## begin Task data
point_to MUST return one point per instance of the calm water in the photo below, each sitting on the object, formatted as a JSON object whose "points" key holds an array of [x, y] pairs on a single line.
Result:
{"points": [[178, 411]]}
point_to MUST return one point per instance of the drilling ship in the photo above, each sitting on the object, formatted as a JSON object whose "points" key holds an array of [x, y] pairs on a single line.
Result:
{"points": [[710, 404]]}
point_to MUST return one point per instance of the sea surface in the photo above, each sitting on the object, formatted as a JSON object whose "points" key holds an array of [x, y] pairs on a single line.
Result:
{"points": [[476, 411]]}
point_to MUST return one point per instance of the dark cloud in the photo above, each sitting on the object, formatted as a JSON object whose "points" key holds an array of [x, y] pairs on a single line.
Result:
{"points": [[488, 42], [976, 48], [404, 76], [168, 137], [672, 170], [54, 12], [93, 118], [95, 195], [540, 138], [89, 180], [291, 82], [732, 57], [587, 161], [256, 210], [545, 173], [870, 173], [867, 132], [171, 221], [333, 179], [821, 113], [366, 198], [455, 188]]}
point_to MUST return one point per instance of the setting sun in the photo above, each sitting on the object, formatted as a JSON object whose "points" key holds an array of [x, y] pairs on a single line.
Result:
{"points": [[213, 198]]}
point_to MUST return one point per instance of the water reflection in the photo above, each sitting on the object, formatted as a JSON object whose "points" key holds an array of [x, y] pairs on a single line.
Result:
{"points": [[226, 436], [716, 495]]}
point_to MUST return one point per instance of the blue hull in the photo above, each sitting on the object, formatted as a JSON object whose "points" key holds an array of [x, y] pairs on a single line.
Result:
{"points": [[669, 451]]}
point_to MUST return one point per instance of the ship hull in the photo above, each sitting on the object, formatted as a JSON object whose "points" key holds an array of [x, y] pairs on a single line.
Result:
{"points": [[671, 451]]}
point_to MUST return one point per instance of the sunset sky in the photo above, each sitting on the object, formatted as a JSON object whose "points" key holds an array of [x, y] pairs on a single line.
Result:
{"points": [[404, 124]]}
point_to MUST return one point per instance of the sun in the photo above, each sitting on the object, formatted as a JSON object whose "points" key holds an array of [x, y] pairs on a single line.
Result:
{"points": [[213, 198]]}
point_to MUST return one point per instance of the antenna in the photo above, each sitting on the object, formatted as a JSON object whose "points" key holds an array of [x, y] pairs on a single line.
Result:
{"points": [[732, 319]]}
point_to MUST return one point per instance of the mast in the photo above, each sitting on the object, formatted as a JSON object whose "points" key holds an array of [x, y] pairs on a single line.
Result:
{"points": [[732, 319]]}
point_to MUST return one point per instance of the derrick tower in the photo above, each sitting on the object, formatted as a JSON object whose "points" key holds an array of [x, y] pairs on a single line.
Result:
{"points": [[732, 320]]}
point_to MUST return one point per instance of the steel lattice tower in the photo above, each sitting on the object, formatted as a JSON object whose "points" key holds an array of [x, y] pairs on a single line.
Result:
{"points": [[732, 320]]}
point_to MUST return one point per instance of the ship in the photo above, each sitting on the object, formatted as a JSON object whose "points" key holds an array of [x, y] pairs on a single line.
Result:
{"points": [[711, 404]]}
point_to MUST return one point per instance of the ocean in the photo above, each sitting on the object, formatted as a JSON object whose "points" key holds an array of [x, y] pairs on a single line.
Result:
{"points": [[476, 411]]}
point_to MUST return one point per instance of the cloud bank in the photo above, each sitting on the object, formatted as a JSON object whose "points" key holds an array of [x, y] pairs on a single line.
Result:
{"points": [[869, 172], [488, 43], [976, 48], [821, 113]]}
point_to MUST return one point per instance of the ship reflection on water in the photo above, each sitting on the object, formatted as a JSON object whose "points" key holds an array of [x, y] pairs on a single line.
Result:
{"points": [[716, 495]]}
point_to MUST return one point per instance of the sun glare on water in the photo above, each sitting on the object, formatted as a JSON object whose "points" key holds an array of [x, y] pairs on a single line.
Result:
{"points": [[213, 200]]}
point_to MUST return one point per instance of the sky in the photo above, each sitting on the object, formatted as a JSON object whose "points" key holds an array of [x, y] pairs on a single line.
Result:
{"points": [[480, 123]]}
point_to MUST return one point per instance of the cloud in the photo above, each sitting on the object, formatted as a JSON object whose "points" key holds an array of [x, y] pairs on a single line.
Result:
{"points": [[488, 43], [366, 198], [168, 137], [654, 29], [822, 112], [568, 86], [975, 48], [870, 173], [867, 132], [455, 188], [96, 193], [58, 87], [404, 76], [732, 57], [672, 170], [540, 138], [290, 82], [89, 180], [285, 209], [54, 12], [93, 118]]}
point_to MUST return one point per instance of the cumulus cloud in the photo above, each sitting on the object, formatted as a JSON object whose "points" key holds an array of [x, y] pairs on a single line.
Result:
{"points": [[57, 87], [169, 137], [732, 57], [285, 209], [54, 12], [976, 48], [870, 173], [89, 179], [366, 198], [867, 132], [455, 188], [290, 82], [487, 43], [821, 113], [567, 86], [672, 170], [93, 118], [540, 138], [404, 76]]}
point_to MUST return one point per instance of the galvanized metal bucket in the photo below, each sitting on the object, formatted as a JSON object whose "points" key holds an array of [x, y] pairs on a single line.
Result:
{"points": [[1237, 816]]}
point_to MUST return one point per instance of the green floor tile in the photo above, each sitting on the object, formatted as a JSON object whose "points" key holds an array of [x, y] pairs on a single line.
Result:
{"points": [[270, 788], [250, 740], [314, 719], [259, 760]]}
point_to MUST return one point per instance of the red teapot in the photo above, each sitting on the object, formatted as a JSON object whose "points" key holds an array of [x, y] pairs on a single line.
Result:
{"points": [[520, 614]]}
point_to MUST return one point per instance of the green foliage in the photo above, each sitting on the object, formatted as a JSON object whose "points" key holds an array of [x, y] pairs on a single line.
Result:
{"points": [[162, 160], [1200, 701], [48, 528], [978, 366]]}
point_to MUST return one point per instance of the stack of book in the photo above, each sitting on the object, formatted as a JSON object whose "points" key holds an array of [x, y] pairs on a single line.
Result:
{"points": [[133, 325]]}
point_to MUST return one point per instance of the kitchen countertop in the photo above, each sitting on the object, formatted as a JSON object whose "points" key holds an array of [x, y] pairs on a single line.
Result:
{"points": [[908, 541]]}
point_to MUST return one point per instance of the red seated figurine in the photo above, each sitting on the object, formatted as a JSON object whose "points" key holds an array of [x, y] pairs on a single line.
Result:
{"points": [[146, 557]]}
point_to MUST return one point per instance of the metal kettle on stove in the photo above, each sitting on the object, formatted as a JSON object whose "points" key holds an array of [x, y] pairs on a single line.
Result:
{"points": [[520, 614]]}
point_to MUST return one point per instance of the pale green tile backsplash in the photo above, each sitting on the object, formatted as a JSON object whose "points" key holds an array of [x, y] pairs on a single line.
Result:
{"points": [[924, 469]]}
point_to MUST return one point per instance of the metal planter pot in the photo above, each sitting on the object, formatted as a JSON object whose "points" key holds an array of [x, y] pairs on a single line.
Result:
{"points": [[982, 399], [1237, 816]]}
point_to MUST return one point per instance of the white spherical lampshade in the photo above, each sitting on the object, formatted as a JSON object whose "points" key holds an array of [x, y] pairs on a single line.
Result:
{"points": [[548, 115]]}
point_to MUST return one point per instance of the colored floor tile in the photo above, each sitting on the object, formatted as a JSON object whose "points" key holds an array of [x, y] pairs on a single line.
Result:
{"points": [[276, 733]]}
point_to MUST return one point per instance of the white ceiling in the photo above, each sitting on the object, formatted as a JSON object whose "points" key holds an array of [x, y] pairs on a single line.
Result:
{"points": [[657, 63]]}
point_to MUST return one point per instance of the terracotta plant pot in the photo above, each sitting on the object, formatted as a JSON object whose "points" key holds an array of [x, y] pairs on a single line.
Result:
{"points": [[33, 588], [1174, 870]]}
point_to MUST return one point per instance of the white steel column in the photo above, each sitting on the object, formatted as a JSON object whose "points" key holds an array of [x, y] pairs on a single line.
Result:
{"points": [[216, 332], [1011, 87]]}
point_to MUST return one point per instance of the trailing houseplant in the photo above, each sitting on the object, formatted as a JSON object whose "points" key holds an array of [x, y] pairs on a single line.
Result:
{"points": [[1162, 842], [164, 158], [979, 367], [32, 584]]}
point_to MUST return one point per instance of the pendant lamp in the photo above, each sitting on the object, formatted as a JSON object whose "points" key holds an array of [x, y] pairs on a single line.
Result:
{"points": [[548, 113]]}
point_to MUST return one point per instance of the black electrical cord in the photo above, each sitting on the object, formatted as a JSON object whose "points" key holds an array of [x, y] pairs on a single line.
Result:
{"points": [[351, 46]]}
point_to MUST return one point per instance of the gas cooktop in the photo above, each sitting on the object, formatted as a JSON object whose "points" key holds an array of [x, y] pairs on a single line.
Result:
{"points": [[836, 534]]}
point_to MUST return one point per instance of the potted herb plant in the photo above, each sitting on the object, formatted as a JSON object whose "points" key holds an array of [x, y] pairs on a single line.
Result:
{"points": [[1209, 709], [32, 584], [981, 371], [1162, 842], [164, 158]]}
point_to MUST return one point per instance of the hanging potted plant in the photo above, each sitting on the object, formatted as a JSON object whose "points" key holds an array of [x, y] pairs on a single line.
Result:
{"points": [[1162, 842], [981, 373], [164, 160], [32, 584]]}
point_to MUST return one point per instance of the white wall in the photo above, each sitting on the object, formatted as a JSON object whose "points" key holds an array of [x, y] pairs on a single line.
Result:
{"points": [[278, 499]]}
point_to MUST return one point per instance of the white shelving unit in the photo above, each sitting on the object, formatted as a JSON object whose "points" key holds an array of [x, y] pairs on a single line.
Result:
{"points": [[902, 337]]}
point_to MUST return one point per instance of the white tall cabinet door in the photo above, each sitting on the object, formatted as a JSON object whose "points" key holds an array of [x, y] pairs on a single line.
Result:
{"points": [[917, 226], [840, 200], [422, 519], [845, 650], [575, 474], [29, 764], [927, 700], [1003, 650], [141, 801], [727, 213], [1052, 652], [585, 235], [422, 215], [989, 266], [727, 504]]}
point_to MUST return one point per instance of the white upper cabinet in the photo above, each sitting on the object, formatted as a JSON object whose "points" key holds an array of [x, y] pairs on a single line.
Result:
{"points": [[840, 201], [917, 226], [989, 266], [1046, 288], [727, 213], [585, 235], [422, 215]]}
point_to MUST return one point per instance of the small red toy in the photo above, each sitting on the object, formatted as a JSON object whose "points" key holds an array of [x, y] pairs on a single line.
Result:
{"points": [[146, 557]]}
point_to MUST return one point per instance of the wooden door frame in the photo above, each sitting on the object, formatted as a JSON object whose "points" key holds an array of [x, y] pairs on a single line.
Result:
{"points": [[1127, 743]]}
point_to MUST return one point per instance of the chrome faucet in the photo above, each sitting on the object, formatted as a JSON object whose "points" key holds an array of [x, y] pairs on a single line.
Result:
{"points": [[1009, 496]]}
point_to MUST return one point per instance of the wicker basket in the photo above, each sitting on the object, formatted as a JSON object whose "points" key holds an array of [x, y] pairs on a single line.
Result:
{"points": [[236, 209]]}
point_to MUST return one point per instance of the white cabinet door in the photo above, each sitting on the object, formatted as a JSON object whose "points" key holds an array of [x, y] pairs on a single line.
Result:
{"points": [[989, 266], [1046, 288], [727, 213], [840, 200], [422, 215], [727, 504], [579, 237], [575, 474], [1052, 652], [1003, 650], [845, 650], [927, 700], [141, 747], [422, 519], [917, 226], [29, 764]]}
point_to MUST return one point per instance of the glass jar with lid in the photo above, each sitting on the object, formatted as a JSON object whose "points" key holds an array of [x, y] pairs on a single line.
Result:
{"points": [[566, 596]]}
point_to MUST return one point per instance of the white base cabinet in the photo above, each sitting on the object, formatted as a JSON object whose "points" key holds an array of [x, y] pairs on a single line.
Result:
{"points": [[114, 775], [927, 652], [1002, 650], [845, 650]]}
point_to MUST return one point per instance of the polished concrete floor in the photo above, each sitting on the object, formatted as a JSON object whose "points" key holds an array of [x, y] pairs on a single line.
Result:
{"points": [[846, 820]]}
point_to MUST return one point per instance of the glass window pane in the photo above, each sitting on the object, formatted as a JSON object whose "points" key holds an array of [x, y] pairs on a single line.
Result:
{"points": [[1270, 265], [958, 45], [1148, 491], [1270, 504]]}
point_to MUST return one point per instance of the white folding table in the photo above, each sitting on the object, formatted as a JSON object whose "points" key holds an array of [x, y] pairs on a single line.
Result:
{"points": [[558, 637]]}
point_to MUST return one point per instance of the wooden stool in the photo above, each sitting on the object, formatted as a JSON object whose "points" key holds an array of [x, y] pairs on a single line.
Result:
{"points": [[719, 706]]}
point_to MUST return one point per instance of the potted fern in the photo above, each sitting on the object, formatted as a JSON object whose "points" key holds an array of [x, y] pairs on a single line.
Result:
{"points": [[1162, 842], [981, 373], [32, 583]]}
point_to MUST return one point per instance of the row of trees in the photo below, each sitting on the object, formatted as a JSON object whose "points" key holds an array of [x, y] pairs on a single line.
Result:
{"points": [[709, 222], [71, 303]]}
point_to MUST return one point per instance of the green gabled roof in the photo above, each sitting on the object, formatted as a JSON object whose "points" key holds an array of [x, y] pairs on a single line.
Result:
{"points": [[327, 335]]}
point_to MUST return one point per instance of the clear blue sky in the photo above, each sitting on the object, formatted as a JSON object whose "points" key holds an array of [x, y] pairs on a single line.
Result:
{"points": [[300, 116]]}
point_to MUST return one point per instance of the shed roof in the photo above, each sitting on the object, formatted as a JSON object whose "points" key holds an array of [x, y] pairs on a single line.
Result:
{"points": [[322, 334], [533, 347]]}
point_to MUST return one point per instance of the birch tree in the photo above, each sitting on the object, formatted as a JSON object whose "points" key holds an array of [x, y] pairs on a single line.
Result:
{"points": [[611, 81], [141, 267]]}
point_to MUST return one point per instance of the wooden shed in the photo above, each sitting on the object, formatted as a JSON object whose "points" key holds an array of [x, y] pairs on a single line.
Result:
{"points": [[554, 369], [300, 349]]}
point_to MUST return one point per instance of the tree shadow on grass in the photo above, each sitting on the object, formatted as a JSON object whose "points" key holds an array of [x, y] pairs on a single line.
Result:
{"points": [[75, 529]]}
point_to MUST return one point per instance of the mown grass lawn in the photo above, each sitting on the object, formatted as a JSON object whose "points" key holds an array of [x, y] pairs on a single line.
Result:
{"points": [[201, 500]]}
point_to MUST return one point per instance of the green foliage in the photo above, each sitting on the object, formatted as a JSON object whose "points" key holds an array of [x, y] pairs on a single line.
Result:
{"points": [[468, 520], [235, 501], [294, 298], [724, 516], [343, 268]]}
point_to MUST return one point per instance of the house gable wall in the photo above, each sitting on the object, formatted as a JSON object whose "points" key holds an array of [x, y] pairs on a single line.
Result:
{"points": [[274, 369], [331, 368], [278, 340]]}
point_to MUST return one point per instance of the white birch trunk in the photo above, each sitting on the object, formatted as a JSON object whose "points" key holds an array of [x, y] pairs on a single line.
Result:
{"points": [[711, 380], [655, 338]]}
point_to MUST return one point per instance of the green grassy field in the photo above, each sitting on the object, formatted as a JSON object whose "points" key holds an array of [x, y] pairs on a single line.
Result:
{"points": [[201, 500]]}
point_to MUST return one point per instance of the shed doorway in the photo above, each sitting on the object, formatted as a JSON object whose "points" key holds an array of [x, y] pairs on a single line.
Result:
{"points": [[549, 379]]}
## end Task data
Find "point_to MUST return one point per instance of the house" in the data above, then repeat that line and all lines after it exactly, ending with the final line.

point_to MUST return one point per instance of the house gable wall in the photo above, each sitting on the object, formatted as a JSON object whose "points" key holds an array of [x, y] pairs on a single line.
Result:
{"points": [[274, 369], [331, 368], [278, 340]]}
point_to MUST return one point per instance of the white birch trunk in the photo above, each sitting on the object, formatted as a JSON object whose "points" key holds an array of [x, y] pairs on a single line.
Result:
{"points": [[711, 380], [655, 338]]}
point_to MUST return one point per instance of the green grassy field in the photo above, each sitting on the object, formatted as a JSON object whose "points" key holds an array of [x, y] pairs on a single line.
Result:
{"points": [[201, 500]]}
point_to MUST return one point per instance of the shed doorway in the photo above, each sitting on the object, formatted as a JSON object whose "points" key holds an array of [x, y] pairs on a single line.
Result:
{"points": [[549, 379]]}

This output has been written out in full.